## Problem statement
Update every record below by changing "labeling pass" to "annotation pass", keeping all other text the same.
++++ Task inputs ++++
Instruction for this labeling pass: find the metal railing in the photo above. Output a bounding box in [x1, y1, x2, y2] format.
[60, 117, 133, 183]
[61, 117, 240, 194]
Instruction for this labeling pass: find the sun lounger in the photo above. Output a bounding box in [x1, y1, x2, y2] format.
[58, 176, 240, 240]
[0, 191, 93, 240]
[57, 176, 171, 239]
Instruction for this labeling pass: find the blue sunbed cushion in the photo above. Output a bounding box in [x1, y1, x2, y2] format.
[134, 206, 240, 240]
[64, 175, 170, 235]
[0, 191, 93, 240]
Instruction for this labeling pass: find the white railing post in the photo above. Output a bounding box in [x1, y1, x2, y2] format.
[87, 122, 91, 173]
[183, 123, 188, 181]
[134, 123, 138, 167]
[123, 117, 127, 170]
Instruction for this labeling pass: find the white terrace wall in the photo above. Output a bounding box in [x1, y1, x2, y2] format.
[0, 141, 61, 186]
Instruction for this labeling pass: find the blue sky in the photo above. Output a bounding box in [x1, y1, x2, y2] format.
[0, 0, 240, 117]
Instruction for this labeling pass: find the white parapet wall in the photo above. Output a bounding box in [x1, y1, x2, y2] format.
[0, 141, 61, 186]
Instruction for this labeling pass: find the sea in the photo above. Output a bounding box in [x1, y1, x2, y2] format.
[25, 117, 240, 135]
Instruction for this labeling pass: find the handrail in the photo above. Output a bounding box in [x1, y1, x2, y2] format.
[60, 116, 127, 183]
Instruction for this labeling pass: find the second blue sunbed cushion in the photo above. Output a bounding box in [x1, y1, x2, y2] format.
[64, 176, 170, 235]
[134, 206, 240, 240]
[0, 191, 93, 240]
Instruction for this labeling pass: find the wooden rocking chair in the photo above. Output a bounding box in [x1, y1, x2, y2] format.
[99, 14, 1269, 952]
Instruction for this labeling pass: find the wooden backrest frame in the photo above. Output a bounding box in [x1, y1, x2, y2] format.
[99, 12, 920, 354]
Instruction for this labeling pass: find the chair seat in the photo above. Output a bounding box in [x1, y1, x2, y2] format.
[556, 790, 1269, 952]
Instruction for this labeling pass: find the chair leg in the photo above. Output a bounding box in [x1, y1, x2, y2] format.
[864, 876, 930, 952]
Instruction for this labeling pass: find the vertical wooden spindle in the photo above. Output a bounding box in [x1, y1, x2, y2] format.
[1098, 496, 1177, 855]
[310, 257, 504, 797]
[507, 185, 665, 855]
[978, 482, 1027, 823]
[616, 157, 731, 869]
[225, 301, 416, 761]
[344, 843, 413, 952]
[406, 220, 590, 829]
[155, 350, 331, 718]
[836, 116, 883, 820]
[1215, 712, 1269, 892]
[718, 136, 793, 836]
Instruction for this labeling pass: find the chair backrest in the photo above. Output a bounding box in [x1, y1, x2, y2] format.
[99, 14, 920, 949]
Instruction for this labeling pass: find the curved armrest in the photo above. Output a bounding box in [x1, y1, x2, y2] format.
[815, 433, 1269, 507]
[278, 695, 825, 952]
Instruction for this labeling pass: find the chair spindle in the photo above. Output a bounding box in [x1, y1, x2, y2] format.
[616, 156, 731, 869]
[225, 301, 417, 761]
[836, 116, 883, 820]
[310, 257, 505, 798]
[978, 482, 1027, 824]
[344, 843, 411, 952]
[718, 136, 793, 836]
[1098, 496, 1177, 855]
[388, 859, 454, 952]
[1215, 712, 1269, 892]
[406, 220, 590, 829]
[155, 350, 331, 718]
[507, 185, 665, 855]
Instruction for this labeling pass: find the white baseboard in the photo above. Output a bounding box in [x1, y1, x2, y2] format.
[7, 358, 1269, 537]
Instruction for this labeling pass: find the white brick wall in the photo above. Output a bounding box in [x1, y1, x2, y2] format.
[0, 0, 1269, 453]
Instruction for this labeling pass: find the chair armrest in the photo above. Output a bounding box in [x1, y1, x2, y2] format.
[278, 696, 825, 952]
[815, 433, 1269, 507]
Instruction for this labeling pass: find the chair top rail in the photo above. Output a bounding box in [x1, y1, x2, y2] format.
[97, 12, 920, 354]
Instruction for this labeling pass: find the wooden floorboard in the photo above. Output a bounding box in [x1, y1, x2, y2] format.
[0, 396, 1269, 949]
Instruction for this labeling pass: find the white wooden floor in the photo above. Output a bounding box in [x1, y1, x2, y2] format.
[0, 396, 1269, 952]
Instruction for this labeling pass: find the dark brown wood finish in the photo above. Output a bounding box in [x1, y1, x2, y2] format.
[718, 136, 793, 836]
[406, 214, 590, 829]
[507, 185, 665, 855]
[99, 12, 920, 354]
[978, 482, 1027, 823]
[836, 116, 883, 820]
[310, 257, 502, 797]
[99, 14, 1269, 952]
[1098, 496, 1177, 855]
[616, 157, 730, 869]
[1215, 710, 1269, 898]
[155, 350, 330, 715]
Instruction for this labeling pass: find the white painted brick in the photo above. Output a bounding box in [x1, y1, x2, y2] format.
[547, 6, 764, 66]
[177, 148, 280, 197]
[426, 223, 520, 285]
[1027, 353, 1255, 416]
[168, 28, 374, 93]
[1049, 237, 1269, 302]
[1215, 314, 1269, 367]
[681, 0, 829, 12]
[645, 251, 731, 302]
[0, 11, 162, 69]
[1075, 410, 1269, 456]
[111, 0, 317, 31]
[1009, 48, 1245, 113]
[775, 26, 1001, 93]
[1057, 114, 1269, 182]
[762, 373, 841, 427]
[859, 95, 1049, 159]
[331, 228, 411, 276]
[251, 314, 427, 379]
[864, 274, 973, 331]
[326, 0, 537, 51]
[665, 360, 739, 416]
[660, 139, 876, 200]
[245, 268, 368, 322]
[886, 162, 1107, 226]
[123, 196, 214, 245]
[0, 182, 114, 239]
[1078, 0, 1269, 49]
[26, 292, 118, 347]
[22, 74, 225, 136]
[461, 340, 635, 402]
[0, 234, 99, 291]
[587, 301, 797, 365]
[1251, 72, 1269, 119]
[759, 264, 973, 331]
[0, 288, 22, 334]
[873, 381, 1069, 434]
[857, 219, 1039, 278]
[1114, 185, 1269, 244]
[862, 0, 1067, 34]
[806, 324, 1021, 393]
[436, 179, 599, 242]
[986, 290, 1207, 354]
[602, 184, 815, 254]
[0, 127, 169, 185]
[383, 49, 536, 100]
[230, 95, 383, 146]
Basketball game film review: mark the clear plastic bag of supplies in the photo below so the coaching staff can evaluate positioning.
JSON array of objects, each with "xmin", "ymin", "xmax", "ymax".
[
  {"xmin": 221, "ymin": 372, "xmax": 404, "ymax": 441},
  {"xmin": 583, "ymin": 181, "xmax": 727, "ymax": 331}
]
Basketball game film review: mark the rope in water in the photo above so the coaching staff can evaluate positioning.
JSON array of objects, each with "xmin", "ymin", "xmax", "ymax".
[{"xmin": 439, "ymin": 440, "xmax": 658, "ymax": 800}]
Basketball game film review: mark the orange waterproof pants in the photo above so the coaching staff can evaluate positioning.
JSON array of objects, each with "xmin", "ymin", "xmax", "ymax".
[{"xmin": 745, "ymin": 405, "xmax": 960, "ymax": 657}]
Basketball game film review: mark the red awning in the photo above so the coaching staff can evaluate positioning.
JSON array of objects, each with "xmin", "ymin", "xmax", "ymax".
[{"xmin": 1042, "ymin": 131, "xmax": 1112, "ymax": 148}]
++++
## Finished exercise
Instruction for this annotation pass: find the metal railing in the photo above. Output a bounding box in [x1, y1, x2, y2] format.
[60, 117, 133, 183]
[61, 117, 240, 194]
Instruction for this annotation pass: find the sun lounger in the photo above. Output a bounding box in [x1, y1, x2, y2] format.
[58, 176, 240, 240]
[0, 191, 93, 240]
[57, 176, 171, 239]
Instruction for this annotation pass: find the blue sunbed cushion in the photo above. Output a bounding box in [x1, y1, x2, y2] format.
[134, 206, 240, 240]
[64, 175, 170, 235]
[0, 191, 93, 240]
Instruction for this annotation pass: find the white railing post in the photo above. Output a bounding box in [x1, y1, x2, y2] format.
[87, 122, 91, 173]
[183, 123, 188, 181]
[134, 123, 138, 167]
[123, 117, 127, 170]
Instruction for this annotation pass: find the white terrace wall in the photo above. Output a bounding box in [x1, y1, x2, y2] format.
[0, 141, 61, 186]
Instruction for this annotation pass: find the blue sky in the photo above. Output a bounding box in [x1, y1, x2, y2] format.
[0, 0, 240, 117]
Instruction for this annotation pass: find the white parapet wall in the photo above. Output a bounding box in [x1, y1, x2, y2] format.
[0, 141, 61, 186]
Instruction for this annotation pass: find the sea in the photo above. Output a bounding box in [x1, y1, x2, y2] format.
[25, 117, 240, 135]
Instruction for this annotation pass: find the handrail in the photo above. Output a bounding box in [x1, y1, x2, y2] format.
[60, 116, 127, 183]
Instruction for this annotation pass: find the second blue sunbed cushion in the photo above. Output a bounding box in [x1, y1, x2, y2] format.
[64, 176, 170, 235]
[134, 206, 240, 240]
[0, 191, 93, 240]
Instruction for this annotation pass: find the wooden rocking chair in the photo above. Output a bounding box in [x1, y1, x2, y2] format.
[99, 14, 1269, 952]
Instruction for this annotation pass: find the wooden backrest frame in the photo above. Output a bounding box in [x1, y1, x2, y2] format.
[99, 12, 920, 354]
Instruction for this annotation pass: find the chair seat in the photo above. Output a bounding box in [x1, y1, x2, y2] format.
[556, 790, 1269, 952]
Instruction for this annotation pass: find the chair leg in the photo above. Output a bounding box in [x1, y1, x2, y2] format.
[864, 876, 930, 952]
Instruction for this annotation pass: find the vertical wooden spindle in the photo above. Output a bounding box in [x1, y1, x2, y2] format.
[1098, 496, 1177, 855]
[310, 257, 504, 797]
[507, 185, 665, 855]
[978, 482, 1027, 823]
[616, 157, 731, 869]
[225, 301, 416, 761]
[344, 843, 413, 952]
[406, 220, 590, 829]
[155, 350, 331, 718]
[836, 116, 883, 820]
[1215, 712, 1269, 892]
[718, 136, 793, 836]
Instruction for this annotation pass: find the chair backrest in the photo above. Output a bounding box in [x1, y1, x2, y2] format.
[99, 14, 920, 949]
Instruction for this annotation pass: find the curved armrest in the photo above. Output a bounding box in [x1, y1, x2, y2] format.
[815, 433, 1269, 507]
[278, 695, 825, 952]
Instruction for this annotation pass: find the chair spindle in the photo above. Output a bounding box in [x1, y1, x2, y2] format.
[616, 156, 731, 869]
[225, 301, 417, 761]
[836, 116, 883, 820]
[310, 257, 505, 798]
[978, 482, 1027, 824]
[344, 843, 411, 952]
[718, 136, 793, 836]
[1098, 496, 1177, 855]
[388, 859, 454, 952]
[1215, 712, 1269, 892]
[406, 220, 590, 829]
[155, 350, 331, 718]
[507, 185, 665, 855]
Instruction for this annotation pass: find the white baseboard in the photo above. Output a bounding box in [x1, y1, x2, y2] format.
[7, 358, 1269, 537]
Instruction for this annotation pass: find the white brick wall in the photo above. Output a bounding box in [x1, y1, x2, y2] format.
[0, 0, 1269, 453]
Instruction for this annotation pass: find the chair armrest in the photo above. Output a bounding box in [x1, y1, x2, y2] format.
[278, 696, 825, 952]
[815, 433, 1269, 507]
Instruction for this annotation pass: find the chair top rail in the photo above. Output a bounding box in [x1, y1, x2, y2] format.
[97, 12, 920, 354]
Instruction for this annotation pass: find the wooden floorboard in the photo above. Output a bounding box in [x1, y1, x2, y2] format.
[0, 396, 1269, 949]
Instruction for this annotation pass: find the white wooden floor in the photo above. Output a bounding box in [x1, y1, x2, y2] format.
[0, 396, 1269, 952]
Instruction for this annotation pass: find the dark brown wood finish in the photo above. Output a bounding box in [x1, y1, x2, y2] format.
[718, 136, 793, 836]
[406, 214, 590, 829]
[507, 185, 665, 855]
[99, 12, 920, 354]
[978, 482, 1027, 823]
[836, 116, 883, 820]
[310, 257, 502, 797]
[99, 14, 1269, 952]
[1098, 496, 1177, 855]
[616, 157, 730, 869]
[1215, 710, 1269, 898]
[155, 350, 330, 715]
Instruction for this annotation pass: find the white painted brick in the photo above. Output a bounding box in [x1, y1, x2, y2] format.
[547, 6, 764, 66]
[177, 148, 280, 197]
[426, 223, 520, 285]
[1027, 353, 1255, 416]
[168, 28, 374, 93]
[1049, 237, 1269, 302]
[1215, 314, 1269, 367]
[681, 0, 829, 12]
[645, 251, 731, 302]
[0, 11, 162, 69]
[1075, 410, 1269, 456]
[111, 0, 317, 31]
[1009, 48, 1245, 113]
[775, 26, 1001, 93]
[1057, 114, 1269, 182]
[762, 373, 841, 427]
[859, 95, 1049, 159]
[331, 228, 411, 276]
[251, 314, 427, 379]
[864, 274, 973, 331]
[326, 0, 537, 51]
[665, 360, 739, 416]
[660, 139, 876, 200]
[245, 268, 368, 322]
[886, 162, 1107, 226]
[123, 196, 214, 245]
[0, 182, 114, 239]
[1078, 0, 1269, 49]
[26, 292, 118, 347]
[22, 74, 225, 136]
[461, 340, 635, 402]
[0, 234, 99, 291]
[587, 301, 797, 365]
[1251, 72, 1269, 119]
[759, 264, 973, 331]
[0, 288, 22, 334]
[873, 381, 1069, 434]
[857, 219, 1039, 278]
[1114, 185, 1269, 244]
[862, 0, 1067, 34]
[806, 324, 1021, 393]
[436, 179, 599, 242]
[986, 290, 1207, 354]
[602, 184, 815, 254]
[0, 127, 169, 185]
[383, 49, 536, 100]
[230, 95, 383, 146]
Basketball game film review: mark the clear plastic bag of supplies in the photo below so the coaching staff can evaluate positioning.
JSON array of objects, each with "xmin", "ymin", "xmax", "ymax".
[
  {"xmin": 221, "ymin": 372, "xmax": 404, "ymax": 441},
  {"xmin": 583, "ymin": 181, "xmax": 727, "ymax": 331}
]
Basketball game film review: mark the rope in water in the photo above so the coaching staff can evaluate positioning.
JSON array of objects, each with "xmin", "ymin", "xmax", "ymax".
[{"xmin": 439, "ymin": 440, "xmax": 658, "ymax": 800}]
Basketball game film review: mark the orange waterproof pants in the photo above so the coaching staff can evaluate positioning.
JSON array of objects, each with "xmin", "ymin", "xmax", "ymax".
[{"xmin": 745, "ymin": 405, "xmax": 960, "ymax": 657}]
Basketball game film review: mark the red awning in the photo above so the coaching staff can evaluate positioning.
JSON array of objects, each with "xmin", "ymin", "xmax", "ymax".
[{"xmin": 1042, "ymin": 131, "xmax": 1112, "ymax": 148}]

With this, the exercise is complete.